- [What is required] Return all entries precisely as they stand, without the images.

- [Data supplied]

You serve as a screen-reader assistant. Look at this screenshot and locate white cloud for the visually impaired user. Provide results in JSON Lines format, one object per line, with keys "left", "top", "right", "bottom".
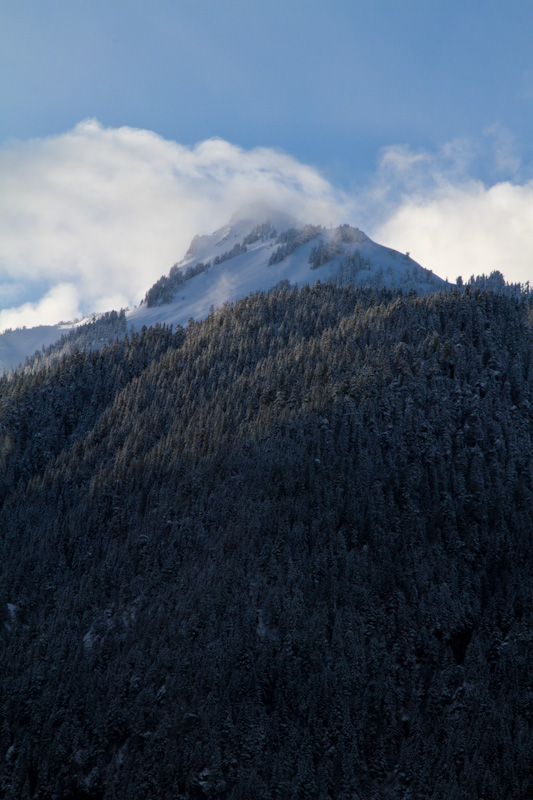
{"left": 0, "top": 283, "right": 82, "bottom": 332}
{"left": 2, "top": 121, "right": 533, "bottom": 334}
{"left": 482, "top": 124, "right": 521, "bottom": 177}
{"left": 0, "top": 119, "right": 351, "bottom": 330}
{"left": 368, "top": 137, "right": 533, "bottom": 287}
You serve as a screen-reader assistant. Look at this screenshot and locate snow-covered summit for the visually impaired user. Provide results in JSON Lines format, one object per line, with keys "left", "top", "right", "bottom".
{"left": 128, "top": 205, "right": 446, "bottom": 332}
{"left": 180, "top": 203, "right": 299, "bottom": 264}
{"left": 0, "top": 205, "right": 447, "bottom": 372}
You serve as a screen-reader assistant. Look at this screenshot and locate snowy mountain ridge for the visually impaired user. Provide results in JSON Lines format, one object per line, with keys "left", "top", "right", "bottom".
{"left": 0, "top": 204, "right": 447, "bottom": 372}
{"left": 128, "top": 203, "right": 446, "bottom": 331}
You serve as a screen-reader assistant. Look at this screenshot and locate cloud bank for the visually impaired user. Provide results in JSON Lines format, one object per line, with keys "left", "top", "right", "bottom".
{"left": 369, "top": 135, "right": 533, "bottom": 287}
{"left": 1, "top": 121, "right": 533, "bottom": 331}
{"left": 0, "top": 120, "right": 351, "bottom": 331}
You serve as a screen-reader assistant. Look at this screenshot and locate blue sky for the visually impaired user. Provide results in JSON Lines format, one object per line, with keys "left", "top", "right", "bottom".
{"left": 1, "top": 0, "right": 533, "bottom": 328}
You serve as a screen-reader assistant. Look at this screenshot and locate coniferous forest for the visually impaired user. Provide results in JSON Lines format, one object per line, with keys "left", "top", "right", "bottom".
{"left": 1, "top": 284, "right": 532, "bottom": 799}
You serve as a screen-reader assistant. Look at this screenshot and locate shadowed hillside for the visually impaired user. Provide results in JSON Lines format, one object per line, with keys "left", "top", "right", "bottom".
{"left": 1, "top": 285, "right": 532, "bottom": 799}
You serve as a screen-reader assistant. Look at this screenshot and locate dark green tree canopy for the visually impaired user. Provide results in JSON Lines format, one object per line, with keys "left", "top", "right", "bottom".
{"left": 1, "top": 285, "right": 532, "bottom": 799}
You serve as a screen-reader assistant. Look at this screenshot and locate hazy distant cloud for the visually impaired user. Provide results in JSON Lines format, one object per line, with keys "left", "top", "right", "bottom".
{"left": 0, "top": 282, "right": 27, "bottom": 308}
{"left": 0, "top": 119, "right": 351, "bottom": 330}
{"left": 521, "top": 70, "right": 533, "bottom": 101}
{"left": 357, "top": 137, "right": 477, "bottom": 229}
{"left": 482, "top": 124, "right": 521, "bottom": 177}
{"left": 0, "top": 284, "right": 81, "bottom": 332}
{"left": 367, "top": 135, "right": 533, "bottom": 286}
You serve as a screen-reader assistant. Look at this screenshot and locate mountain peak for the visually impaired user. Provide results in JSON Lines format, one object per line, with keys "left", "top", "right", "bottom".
{"left": 183, "top": 203, "right": 299, "bottom": 263}
{"left": 133, "top": 210, "right": 447, "bottom": 331}
{"left": 0, "top": 207, "right": 449, "bottom": 372}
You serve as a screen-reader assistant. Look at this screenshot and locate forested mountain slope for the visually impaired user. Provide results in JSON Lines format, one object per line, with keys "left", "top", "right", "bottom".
{"left": 1, "top": 285, "right": 532, "bottom": 799}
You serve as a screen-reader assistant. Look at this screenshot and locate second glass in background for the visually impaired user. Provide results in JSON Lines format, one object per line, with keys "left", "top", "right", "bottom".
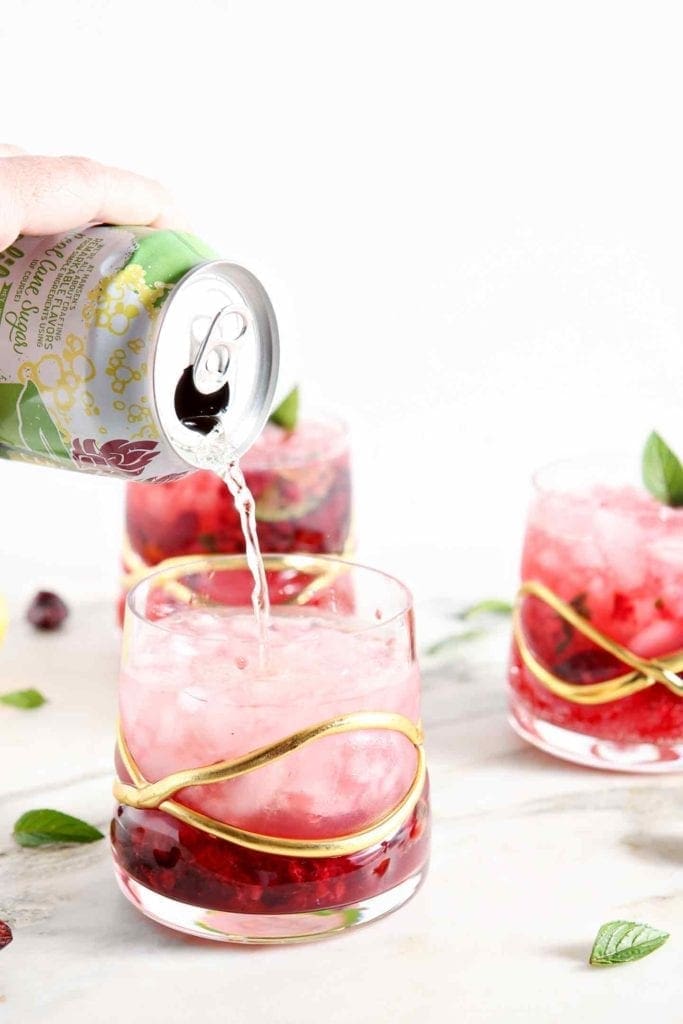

- [Exercise output]
You serve as a screen-reader assistant. Look at this screenshot and locate white cloud for the visually impaired user. Provide results in JSON Lines format, one object per line, with keys "left", "top", "right", "bottom".
{"left": 0, "top": 283, "right": 82, "bottom": 332}
{"left": 2, "top": 121, "right": 533, "bottom": 334}
{"left": 482, "top": 124, "right": 521, "bottom": 177}
{"left": 0, "top": 119, "right": 351, "bottom": 330}
{"left": 368, "top": 137, "right": 533, "bottom": 287}
You serve as a screen-reader assistant. Look at this screenshot and locate snow-covered summit for the visually impaired user. Provide results in JSON Lines format, one object per line, with keys "left", "top", "right", "bottom".
{"left": 128, "top": 205, "right": 446, "bottom": 332}
{"left": 180, "top": 203, "right": 299, "bottom": 264}
{"left": 0, "top": 205, "right": 447, "bottom": 372}
You serve as a screen-reader assistant. Look at this screenshot and locate snowy mountain ridge for the visually impaired user. Provide results in JSON Lines format, one object per line, with keys "left", "top", "right", "bottom".
{"left": 0, "top": 204, "right": 447, "bottom": 372}
{"left": 128, "top": 203, "right": 446, "bottom": 331}
You serve as a screen-reader assistant. Look at this screenshot and locate cloud bank for the visually impaired user. Provide results in JSON Lines format, one object per line, with keys "left", "top", "right", "bottom".
{"left": 369, "top": 135, "right": 533, "bottom": 287}
{"left": 1, "top": 121, "right": 533, "bottom": 331}
{"left": 0, "top": 120, "right": 351, "bottom": 331}
You serve as a screen-reader assistant. Look at this screenshot and locate blue sky for the visually impaired user. Provide results in JSON Lines format, one object per line, with keys "left", "top", "right", "bottom".
{"left": 1, "top": 0, "right": 533, "bottom": 328}
You serve as a screen-reader assistant. Look at this screenshot and locate coniferous forest for the visually impaired user. Provide results in JSON Lines format, one object per line, with keys "left", "top", "right", "bottom".
{"left": 1, "top": 284, "right": 532, "bottom": 799}
You serve as a screen-reader assistant. Look at this screenshot and locate shadowed hillside for the visually impaired user. Provide results in JSON Lines format, one object per line, with keys "left", "top", "right", "bottom".
{"left": 1, "top": 285, "right": 532, "bottom": 799}
You serve as a screen-reader assistant. Look at this screenshot and locate dark green tree canopy for the visually impaired user. Provide results in JSON Lines format, one object per line, with keys "left", "top", "right", "bottom".
{"left": 1, "top": 285, "right": 532, "bottom": 799}
You serve as a screen-reader assistant. Look at this screenshot and locate hazy distant cloud for the visually impaired user. Provide results in JSON Lines format, one object per line, with keys "left", "top", "right", "bottom".
{"left": 0, "top": 282, "right": 27, "bottom": 308}
{"left": 0, "top": 119, "right": 351, "bottom": 330}
{"left": 521, "top": 70, "right": 533, "bottom": 101}
{"left": 357, "top": 137, "right": 477, "bottom": 229}
{"left": 482, "top": 124, "right": 521, "bottom": 177}
{"left": 0, "top": 284, "right": 81, "bottom": 332}
{"left": 367, "top": 135, "right": 533, "bottom": 286}
You serve as a screen-reader assistant. Look at this screenshot and locate mountain peak for the visually impaired user. Provide results in JSON Lines format, one object per line, with keys "left", "top", "right", "bottom".
{"left": 183, "top": 203, "right": 299, "bottom": 263}
{"left": 133, "top": 210, "right": 447, "bottom": 331}
{"left": 0, "top": 207, "right": 449, "bottom": 372}
You serve as a screen-reader assistant. Look at this screenshot and locate forested mountain slope for the visually impaired user. Provide results in JSON Lines format, one object per line, with keys "left", "top", "right", "bottom".
{"left": 1, "top": 285, "right": 532, "bottom": 799}
You serve as a screen-reader assistant. Look at this screenshot and locate second glass in background for the visually impaired user. Provide results in JSON Lines format, one object per line, with keys "left", "top", "right", "bottom".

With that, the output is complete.